Activity –
Exact retyping of the data: please keep every word and drop each picture.

Material for the task –
☆ ☆ ☆
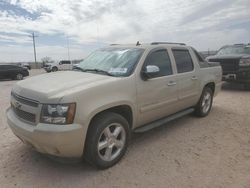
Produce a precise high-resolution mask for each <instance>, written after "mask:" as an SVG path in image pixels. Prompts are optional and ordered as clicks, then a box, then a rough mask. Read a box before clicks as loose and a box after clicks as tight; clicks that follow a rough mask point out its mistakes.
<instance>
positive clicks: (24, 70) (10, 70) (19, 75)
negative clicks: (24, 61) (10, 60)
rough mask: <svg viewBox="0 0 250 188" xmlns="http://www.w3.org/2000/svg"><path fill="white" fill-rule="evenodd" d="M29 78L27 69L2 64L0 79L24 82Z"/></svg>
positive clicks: (1, 66) (0, 70)
mask: <svg viewBox="0 0 250 188" xmlns="http://www.w3.org/2000/svg"><path fill="white" fill-rule="evenodd" d="M25 76H29V71H28V70H27V68H26V67H21V66H18V65H9V64H0V79H6V78H9V79H15V80H22V79H23V77H25Z"/></svg>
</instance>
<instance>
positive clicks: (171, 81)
mask: <svg viewBox="0 0 250 188" xmlns="http://www.w3.org/2000/svg"><path fill="white" fill-rule="evenodd" d="M174 85H176V82H174V81H169V82H168V86H174Z"/></svg>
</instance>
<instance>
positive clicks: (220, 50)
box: [217, 46, 250, 55]
mask: <svg viewBox="0 0 250 188" xmlns="http://www.w3.org/2000/svg"><path fill="white" fill-rule="evenodd" d="M217 54H218V55H227V54H250V46H226V47H223V48H221V49H220V50H219V52H218V53H217Z"/></svg>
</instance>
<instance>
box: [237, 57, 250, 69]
mask: <svg viewBox="0 0 250 188" xmlns="http://www.w3.org/2000/svg"><path fill="white" fill-rule="evenodd" d="M239 65H240V66H242V67H245V66H250V58H249V59H241V60H240V63H239Z"/></svg>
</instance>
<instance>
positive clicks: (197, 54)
mask: <svg viewBox="0 0 250 188" xmlns="http://www.w3.org/2000/svg"><path fill="white" fill-rule="evenodd" d="M192 50H193V51H194V54H195V56H196V58H197V59H198V61H205V60H204V59H203V57H202V56H201V55H200V53H199V52H197V51H196V50H195V49H194V48H192Z"/></svg>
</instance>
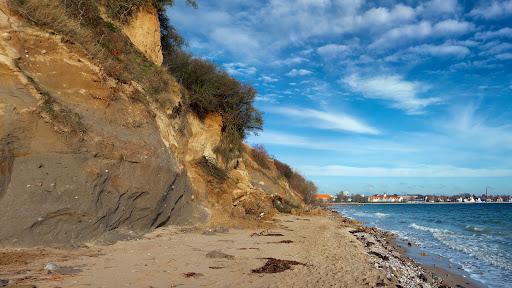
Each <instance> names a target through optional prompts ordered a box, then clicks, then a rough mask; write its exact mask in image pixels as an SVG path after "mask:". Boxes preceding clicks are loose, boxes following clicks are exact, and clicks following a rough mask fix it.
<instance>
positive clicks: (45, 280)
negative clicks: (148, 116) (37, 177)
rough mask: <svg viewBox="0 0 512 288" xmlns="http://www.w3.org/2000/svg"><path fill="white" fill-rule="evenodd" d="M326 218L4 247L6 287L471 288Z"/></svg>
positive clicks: (457, 277)
mask: <svg viewBox="0 0 512 288" xmlns="http://www.w3.org/2000/svg"><path fill="white" fill-rule="evenodd" d="M327 214H328V215H324V216H291V215H286V216H284V215H281V216H279V217H278V218H277V219H276V221H275V223H273V226H274V228H272V229H268V230H267V229H263V230H262V229H227V228H223V227H215V228H210V229H199V228H196V227H177V226H170V227H162V228H159V229H157V230H155V231H154V232H152V233H150V234H147V235H146V236H144V237H143V238H141V239H135V240H129V241H122V242H118V243H116V244H114V245H109V246H99V245H92V244H91V245H88V246H87V247H83V248H80V249H76V250H72V251H68V250H55V249H4V250H0V253H1V254H2V257H0V279H4V283H7V282H6V281H5V280H8V283H9V284H8V286H7V287H41V288H42V287H155V288H157V287H450V286H453V287H455V286H456V285H460V286H457V287H472V286H471V284H469V283H466V282H465V281H464V279H462V278H461V277H457V276H455V275H453V274H448V275H447V274H446V273H444V272H441V271H439V270H437V271H434V270H432V269H423V268H422V267H421V266H419V265H417V264H415V263H414V262H412V261H411V260H410V259H408V258H407V257H405V256H403V254H401V253H400V251H399V249H397V248H396V247H395V246H394V245H393V244H392V242H393V241H392V238H393V237H391V235H389V234H387V233H384V232H381V231H377V230H375V229H368V228H366V227H362V226H359V225H357V224H356V223H355V222H352V221H351V220H348V219H345V218H343V217H340V216H338V215H336V214H334V213H327ZM270 258H273V259H270ZM276 259H278V260H276ZM279 260H289V261H292V262H289V263H284V262H281V261H279ZM48 263H51V264H50V265H48ZM53 264H54V265H53ZM266 264H267V265H266ZM52 265H53V266H52ZM45 266H46V268H47V269H46V270H45V269H44V268H45ZM281 270H283V271H281ZM271 272H278V273H271ZM432 272H434V273H438V275H443V278H444V279H441V278H440V277H438V276H435V275H434V274H432ZM23 285H28V286H23ZM31 285H33V286H31ZM443 285H445V286H443Z"/></svg>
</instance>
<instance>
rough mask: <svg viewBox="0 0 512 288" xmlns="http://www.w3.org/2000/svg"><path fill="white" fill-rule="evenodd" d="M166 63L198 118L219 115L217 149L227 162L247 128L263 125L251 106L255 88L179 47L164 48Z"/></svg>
mask: <svg viewBox="0 0 512 288" xmlns="http://www.w3.org/2000/svg"><path fill="white" fill-rule="evenodd" d="M167 52H168V54H167V56H168V57H167V58H166V59H165V65H166V66H167V68H168V69H169V71H170V72H171V73H172V74H173V75H174V77H175V78H176V80H177V81H178V82H179V83H181V84H182V85H183V86H184V87H185V88H186V89H187V91H188V92H189V93H188V105H189V107H190V109H191V110H192V111H194V112H195V113H196V114H197V115H198V116H199V117H200V118H204V117H205V116H206V115H208V114H209V113H220V114H221V116H222V139H221V143H220V145H219V146H218V147H217V148H216V152H217V153H219V154H221V156H223V157H224V160H225V161H226V163H228V162H229V161H230V160H231V159H234V158H236V157H237V156H238V155H239V153H240V151H241V147H242V146H241V145H242V141H243V140H244V138H245V136H246V134H247V133H248V132H257V131H259V130H261V129H262V126H263V118H262V115H261V113H260V112H259V111H258V110H256V108H254V106H253V101H254V98H255V97H256V90H255V89H254V88H252V87H251V86H249V85H246V84H243V83H240V82H239V81H237V80H236V79H234V78H232V77H231V76H229V75H228V74H227V73H226V72H225V71H222V70H220V69H219V68H218V67H217V66H216V65H215V64H213V63H212V62H209V61H207V60H204V59H199V58H195V57H192V55H190V54H189V53H187V52H184V51H182V50H181V49H176V48H173V49H172V50H171V51H167Z"/></svg>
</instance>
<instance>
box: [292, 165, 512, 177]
mask: <svg viewBox="0 0 512 288" xmlns="http://www.w3.org/2000/svg"><path fill="white" fill-rule="evenodd" d="M300 171H302V172H304V173H305V174H306V175H308V176H338V177H343V176H351V177H506V176H512V169H485V168H478V169H475V168H466V167H455V166H450V165H421V166H415V167H398V168H395V167H392V168H389V167H353V166H342V165H326V166H312V165H305V166H301V168H300Z"/></svg>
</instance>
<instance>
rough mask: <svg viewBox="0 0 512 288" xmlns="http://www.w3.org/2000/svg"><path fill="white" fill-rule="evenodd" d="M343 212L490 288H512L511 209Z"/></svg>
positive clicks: (409, 206)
☆ ☆ ☆
Result of this task –
Produce a precise high-resolution mask for each <instance>, written after "mask:" as an SVG path in image pixels. Prompts are optional and ordered as clicks, then a box, then a rough mask. Read a box before clicks as loose and a box after clicks as tight; clicks that follow a rough mask point out its mistakes.
<instance>
positive clicks: (24, 70) (10, 70) (19, 75)
negative clicks: (24, 61) (10, 60)
rough mask: <svg viewBox="0 0 250 188" xmlns="http://www.w3.org/2000/svg"><path fill="white" fill-rule="evenodd" d="M29 78L27 69L2 64L0 79L24 82Z"/></svg>
positive clicks: (1, 66) (0, 70)
mask: <svg viewBox="0 0 250 188" xmlns="http://www.w3.org/2000/svg"><path fill="white" fill-rule="evenodd" d="M25 76H29V71H28V70H27V68H26V67H21V66H18V65H9V64H0V79H6V78H9V79H15V80H22V79H23V77H25Z"/></svg>
</instance>
<instance>
positive clicks: (171, 81)
mask: <svg viewBox="0 0 250 188" xmlns="http://www.w3.org/2000/svg"><path fill="white" fill-rule="evenodd" d="M174 85H176V82H174V81H169V82H168V86H174Z"/></svg>
</instance>
<instance>
positive clicks: (220, 50)
box: [217, 46, 250, 55]
mask: <svg viewBox="0 0 250 188" xmlns="http://www.w3.org/2000/svg"><path fill="white" fill-rule="evenodd" d="M217 54H218V55H227V54H250V46H226V47H223V48H221V49H220V50H219V52H218V53H217Z"/></svg>
</instance>
<instance>
box: [237, 57, 250, 69]
mask: <svg viewBox="0 0 250 188" xmlns="http://www.w3.org/2000/svg"><path fill="white" fill-rule="evenodd" d="M239 65H240V66H242V67H245V66H250V58H249V59H241V60H240V63H239Z"/></svg>
</instance>
<instance>
positive clicks: (197, 54)
mask: <svg viewBox="0 0 250 188" xmlns="http://www.w3.org/2000/svg"><path fill="white" fill-rule="evenodd" d="M192 50H193V51H194V54H195V56H196V58H197V59H198V61H205V60H204V59H203V57H202V56H201V55H200V53H199V52H197V51H196V50H195V49H194V48H192Z"/></svg>
</instance>
Each <instance> names a target through optional prompts ordered a box, then clicks, then a rough mask; write its exact mask in image pixels as an SVG path after "mask:". Boxes preceding clicks are loose, boxes following clicks are exact, and clicks following a rough mask fix it.
<instance>
positive clicks: (45, 280)
negative clicks: (148, 116) (37, 177)
rough mask: <svg viewBox="0 0 512 288" xmlns="http://www.w3.org/2000/svg"><path fill="white" fill-rule="evenodd" d="M326 218L4 247L6 287L471 288Z"/></svg>
positive clicks: (457, 277)
mask: <svg viewBox="0 0 512 288" xmlns="http://www.w3.org/2000/svg"><path fill="white" fill-rule="evenodd" d="M327 214H328V215H324V216H291V215H286V216H284V215H281V216H279V217H278V218H277V219H276V221H275V223H273V226H274V228H272V229H268V230H267V229H263V230H262V229H227V228H223V227H215V228H210V229H199V228H196V227H177V226H170V227H162V228H159V229H157V230H155V231H154V232H152V233H150V234H147V235H146V236H144V237H143V238H141V239H135V240H129V241H122V242H118V243H116V244H114V245H109V246H99V245H92V244H91V245H88V246H87V247H83V248H80V249H76V250H72V251H68V250H55V249H4V250H0V253H1V254H2V257H0V279H4V283H7V282H6V281H5V280H8V283H9V284H8V286H7V287H41V288H42V287H155V288H157V287H450V286H453V287H455V286H456V285H460V286H457V287H472V286H471V284H469V283H466V282H465V281H464V279H462V278H461V277H457V276H455V275H453V274H448V275H447V274H446V273H444V272H441V271H439V270H437V271H434V270H432V269H423V268H422V267H421V266H419V265H417V264H415V263H414V262H412V261H411V260H410V259H408V258H407V257H405V256H403V254H401V253H400V251H399V249H397V248H396V247H395V246H394V245H393V244H392V242H393V241H392V238H393V237H391V235H389V234H387V233H384V232H381V231H377V230H375V229H368V228H366V227H362V226H359V225H357V224H356V223H355V222H352V221H351V220H348V219H345V218H343V217H340V216H338V215H336V214H334V213H327ZM270 258H273V259H270ZM276 259H278V260H276ZM279 260H289V261H292V262H289V263H284V262H281V261H279ZM48 263H51V264H50V265H48ZM53 264H54V265H53ZM266 264H267V265H266ZM52 265H53V266H52ZM45 266H46V268H47V269H46V270H45V269H44V268H45ZM281 270H283V271H281ZM271 272H278V273H271ZM432 272H434V273H438V275H443V278H444V279H441V278H440V277H438V276H435V275H434V274H432ZM23 285H28V286H23ZM31 285H33V286H31ZM443 285H445V286H443Z"/></svg>
</instance>
<instance>
rough mask: <svg viewBox="0 0 512 288" xmlns="http://www.w3.org/2000/svg"><path fill="white" fill-rule="evenodd" d="M166 63L198 118L219 115L217 149L227 162L247 128L263 125L251 106L255 88L179 47L164 48Z"/></svg>
mask: <svg viewBox="0 0 512 288" xmlns="http://www.w3.org/2000/svg"><path fill="white" fill-rule="evenodd" d="M167 52H168V54H167V56H168V57H167V58H166V59H165V65H166V66H167V68H168V69H169V71H170V72H171V73H172V74H173V75H174V77H175V78H176V80H177V81H178V82H179V83H181V84H182V85H183V86H184V87H185V88H186V89H187V91H188V92H189V93H188V105H189V107H190V109H191V110H192V111H194V112H195V113H196V114H197V115H198V116H199V117H200V118H204V117H205V116H206V115H208V114H209V113H220V114H221V116H222V139H221V143H220V145H219V146H218V147H217V148H216V152H217V153H219V154H221V156H223V157H224V160H225V161H226V163H228V162H229V161H230V160H231V159H234V158H236V157H237V156H238V155H239V153H240V151H241V147H242V146H241V145H242V141H243V140H244V138H245V136H246V134H247V133H248V132H257V131H259V130H261V129H262V126H263V118H262V115H261V113H260V112H259V111H258V110H256V108H254V106H253V101H254V98H255V97H256V90H255V89H254V88H252V87H251V86H249V85H246V84H243V83H240V82H239V81H237V80H236V79H234V78H232V77H231V76H229V75H228V74H227V73H226V72H225V71H222V70H220V69H219V68H218V67H217V66H216V65H215V64H213V63H212V62H209V61H207V60H204V59H199V58H195V57H192V55H190V54H189V53H187V52H184V51H182V50H181V49H176V48H173V49H172V50H171V51H167Z"/></svg>
</instance>
<instance>
box: [292, 165, 512, 177]
mask: <svg viewBox="0 0 512 288" xmlns="http://www.w3.org/2000/svg"><path fill="white" fill-rule="evenodd" d="M300 171H302V172H304V173H305V174H306V175H308V176H338V177H343V176H351V177H506V176H512V169H485V168H478V169H475V168H466V167H455V166H450V165H421V166H415V167H398V168H395V167H392V168H389V167H353V166H342V165H326V166H312V165H305V166H301V168H300Z"/></svg>
</instance>
<instance>
rough mask: <svg viewBox="0 0 512 288" xmlns="http://www.w3.org/2000/svg"><path fill="white" fill-rule="evenodd" d="M343 212L490 288H512L511 209Z"/></svg>
positive clicks: (409, 206)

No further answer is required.